> _Tasks to complete_
1. According to the court order, on what date did a jury find the defendant guilty?
2. Write out the part of the court order that opens with the words containing "4) possession with" and closes with "841(a)(1) (count 41).".

> _Document extract_
╔══

From Casetext: Smarter Legal Research

United States v. Black

UNITED STATES DISTRICT COURT FOR THE EASTERN DISTRICT OF NORTH CAROLINA EASTERN DIVISION
Jan 28, 2021
NO. 2:94-CR-15-FL-9 (E.D.N.C. Jan. 28, 2021)

Opinion

NO. 2:94-CR-15-FL-9

01-28-2021

UNITED STATES OF AMERICA, v. RODERICK BLACK, Defendant.


ORDER

This matter is before the court on defendant's motions for reduction of sentence pursuant to the First Step Act of 2018 (DE 626, 631, 651, 662), for compassionate release (DE 659), and pro se "independent action motion" to vacate his criminal judgment (DE 645). The government responded in opposition to the motions for sentence reduction and compassionate release, and did not respond to the motion to vacate judgment. In this posture, the issues raised are ripe for ruling. For the reasons stated below, the court grants the motion for reduction of sentence, denies as moot the motion for compassionate release, and dismisses without prejudice the motion to vacate.

BACKGROUND

By way of indictment filed February 16, 1994, defendant was charged with numerous offenses related to his participation in a conspiracy to distribute cocaine and cocaine base. On September 2, 1994, a jury found defendant guilty of the following offenses:

1) conspiracy to possess with intent to distribute and distribution of cocaine and cocaine base, in violation of 21 U.S.C. § 846 (count 1);

2) continuing criminal enterprise, in violation of 21 U.S.C. § 848(a) (count 2);
3) using and carrying a firearm during and in relation to a drug trafficking offense, in violation of 18 U.S.C. § 924(c) (count 3);

4) possession with intent to distribute cocaine base, in violation of 21 U.S.C. § 841(a)(1) (count 7);

5) distribution of cocaine base, in violation of 21 U.S.C. § 841(a)(1) (counts 21 and 28);

6) possession with intent to distribute cocaine, in violation of 21 U.S.C. § 841(a)(1) (counts 32-35, 38-40); and

7) distributing in excess of 500 grams of cocaine, in violation 21 U.S.C. § 841(a)(1) (count 41).

╚══

> _Supplied records_
╔══

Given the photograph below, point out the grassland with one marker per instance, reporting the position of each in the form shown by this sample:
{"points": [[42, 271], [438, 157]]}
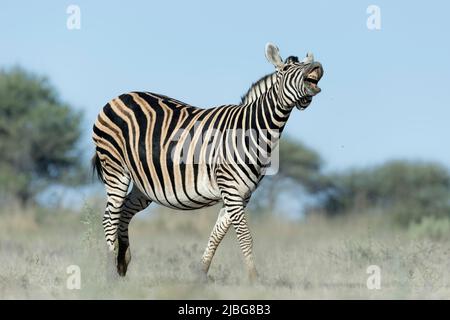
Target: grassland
{"points": [[318, 258]]}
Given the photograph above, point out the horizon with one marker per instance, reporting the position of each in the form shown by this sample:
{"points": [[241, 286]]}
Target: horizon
{"points": [[384, 92]]}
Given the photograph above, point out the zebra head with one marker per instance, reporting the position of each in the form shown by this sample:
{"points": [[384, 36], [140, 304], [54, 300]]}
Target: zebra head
{"points": [[297, 80]]}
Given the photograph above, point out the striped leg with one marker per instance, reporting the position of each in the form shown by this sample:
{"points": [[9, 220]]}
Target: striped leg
{"points": [[220, 229], [135, 201], [235, 206], [116, 191], [245, 241]]}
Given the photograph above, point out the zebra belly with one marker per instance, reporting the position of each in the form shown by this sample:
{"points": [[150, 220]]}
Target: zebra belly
{"points": [[185, 192]]}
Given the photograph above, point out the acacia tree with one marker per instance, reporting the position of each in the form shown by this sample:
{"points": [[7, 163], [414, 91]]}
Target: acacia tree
{"points": [[38, 136], [299, 172]]}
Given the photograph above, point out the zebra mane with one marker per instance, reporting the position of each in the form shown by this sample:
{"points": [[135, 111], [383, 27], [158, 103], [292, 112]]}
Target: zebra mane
{"points": [[259, 87]]}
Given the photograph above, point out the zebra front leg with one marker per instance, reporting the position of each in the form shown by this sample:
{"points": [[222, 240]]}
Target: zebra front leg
{"points": [[245, 239], [220, 229], [136, 201]]}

╚══

> _Worked answers_
1. September 2, 1994

2.
4) possession with intent to distribute cocaine base, in violation of 21 U.S.C. § 841(a)(1) (count 7);

5) distribution of cocaine base, in violation of 21 U.S.C. § 841(a)(1) (counts 21 and 28);

6) possession with intent to distribute cocaine, in violation of 21 U.S.C. § 841(a)(1) (counts 32-35, 38-40); and

7) distributing in excess of 500 grams of cocaine, in violation 21 U.S.C. § 841(a)(1) (count 41).